TEKS BACAAN
Populasi dunia terus bertambah setiap tahun. Tapi lahan pertanian tidak bertambah. Itu artinya petani harus cari cara untuk gunakan lahan mereka dengan lebih efisien. Menurut para pemimpin di bidang pertanian, AI bisa bantu.
“Manusia tidak punya cukup makanan untuk semua orang,” kata Feroz Sheikh, kepala informasi dan digital Syngenta Group, di konferensi Fortune Brainstorm AI Singapura minggu lalu. “Pada tahun 2050, kita butuh 600 juta hektar lahan tambahan. Itu hampir empat kali luas lahan pertanian di Eropa.”
Syngenta sudah bangun jaringan Modern Agriculture Platform (MAP) di Cina untuk atasi masalah ini. Pusat-pusat ini pakai sistem pertanian digital—seperti drone, robot, dan AI—untuk bantu petani lokal maksimalkan potensi lahannya. “Saran sederhana bisa bantu tingkatkan hasil panen petani,” jelas Sheikh.
Agroz Group dari Malaysia juga manfaatkan AI untuk bantu petani. Perusahaan ini buat “Copilot for Farmers” dengan melatih model AI menggunakan prosedur operasi standar mereka. Petani pemula bisa foto tanamannya, lalu Agroz Copilot akan cek apakah tanamannya sehat atau tidak. Pendiri dan CEO Gerard Lim bilang ini “alat yang kasih kekuatan petani paling ahli di genggaman tanganmu.”
Selain itu, Lim juga bilang dia lihat robotik sebagai langkah berikutnya untuk Agroz Group setelah AI agentic sempurna. “Robot humanoid mungkin akan kerja di pertanian indoor dan rumah kaca kami tahun depan,” prediksinya.
Perusahaan Jepang AGRIST sudah pakai robot untuk tingkatkan efisiensi panen. Robot pertanian sekarang masih belum seefisien manusia dalam memanen buah dan sayur. Tapi petani “tidak butuh robot yang sempurna,” jelas Junichi Saito, pendiri dan CEO AGRIST. Robot AGRIST punya keuntungan harganya murah, sekitar $10.000, dan bisa kerja 24 jam tanpa tidur atau makan.
Robot dibutuhkan “untuk atasi masalah kurangnya tenaga kerja” di pertanian, kata Saito. Visinya adalah “AI, robot, dan manusia bekerja sama untuk buat dunia lebih bahagia.”

BUTIR TUGAS A
Salin persis bagian teks bacaan mulai dari "Populasi dunia terus" dan berlanjut hingga "AI bisa bantu.".
BUTIR TUGAS B
Nilai apakah tiap pernyataan ini sesuai dengan teks bacaan: (i) harga robot AGRIST sekitar $10.000; (ii) Syngenta membangun jaringan Modern Agriculture Platform (MAP) di Jepang; (iii) menurut Sheikh, pada tahun 2050 dibutuhkan 600 juta hektar lahan tambahan. Jawab ya atau tidak, lalu kutip secara persis kata-kata teks yang menentukan jawaban itu.
Gunakan hanya teks bacaan sebagai sumber.

DATA TERSEDIA
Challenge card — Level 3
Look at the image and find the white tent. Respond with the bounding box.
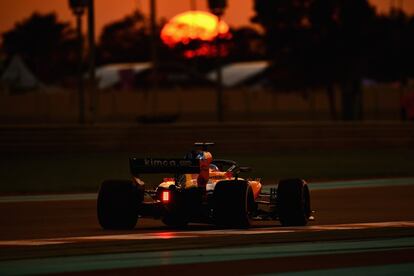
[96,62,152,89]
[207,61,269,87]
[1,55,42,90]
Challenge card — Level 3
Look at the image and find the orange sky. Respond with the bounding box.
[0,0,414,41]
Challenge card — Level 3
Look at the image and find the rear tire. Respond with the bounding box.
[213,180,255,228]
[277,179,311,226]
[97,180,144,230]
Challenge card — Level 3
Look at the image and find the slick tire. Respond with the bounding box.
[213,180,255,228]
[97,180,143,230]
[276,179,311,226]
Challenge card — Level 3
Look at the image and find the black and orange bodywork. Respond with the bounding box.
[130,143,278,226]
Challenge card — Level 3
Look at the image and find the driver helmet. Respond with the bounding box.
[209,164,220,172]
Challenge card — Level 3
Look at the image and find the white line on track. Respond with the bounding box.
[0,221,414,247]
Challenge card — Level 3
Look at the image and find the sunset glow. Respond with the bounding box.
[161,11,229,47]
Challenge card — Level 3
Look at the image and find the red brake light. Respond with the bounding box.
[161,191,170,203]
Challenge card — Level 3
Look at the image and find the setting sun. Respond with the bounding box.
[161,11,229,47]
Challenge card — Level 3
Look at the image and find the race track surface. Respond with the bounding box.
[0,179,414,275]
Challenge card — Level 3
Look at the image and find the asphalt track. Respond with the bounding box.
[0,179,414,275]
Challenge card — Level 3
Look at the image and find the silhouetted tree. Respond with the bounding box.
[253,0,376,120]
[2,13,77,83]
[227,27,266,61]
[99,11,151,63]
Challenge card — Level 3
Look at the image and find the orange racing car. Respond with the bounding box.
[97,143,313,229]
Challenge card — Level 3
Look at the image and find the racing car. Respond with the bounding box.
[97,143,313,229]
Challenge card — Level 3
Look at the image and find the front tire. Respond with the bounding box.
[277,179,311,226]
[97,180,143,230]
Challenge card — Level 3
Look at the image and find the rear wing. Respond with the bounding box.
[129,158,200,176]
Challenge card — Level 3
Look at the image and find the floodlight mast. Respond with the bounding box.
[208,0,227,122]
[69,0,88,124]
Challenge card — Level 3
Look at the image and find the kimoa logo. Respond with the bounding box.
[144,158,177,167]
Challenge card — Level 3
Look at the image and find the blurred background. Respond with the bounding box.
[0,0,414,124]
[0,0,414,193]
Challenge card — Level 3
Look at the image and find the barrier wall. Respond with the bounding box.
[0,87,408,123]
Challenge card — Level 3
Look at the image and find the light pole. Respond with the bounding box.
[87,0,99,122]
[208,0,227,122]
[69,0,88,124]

PENYELESAIAN A
Populasi dunia terus bertambah setiap tahun. Tapi lahan pertanian tidak bertambah. Itu artinya petani harus cari cara untuk gunakan lahan mereka dengan lebih efisien. Menurut para pemimpin di bidang pertanian, AI bisa bantu.

PENYELESAIAN B
(i) Ya: "Robot AGRIST punya keuntungan harganya murah, sekitar $10.000"
(ii) Tidak: "Syngenta sudah bangun jaringan Modern Agriculture Platform (MAP) di Cina"
(iii) Ya: "Pada tahun 2050, kita butuh 600 juta hektar lahan tambahan."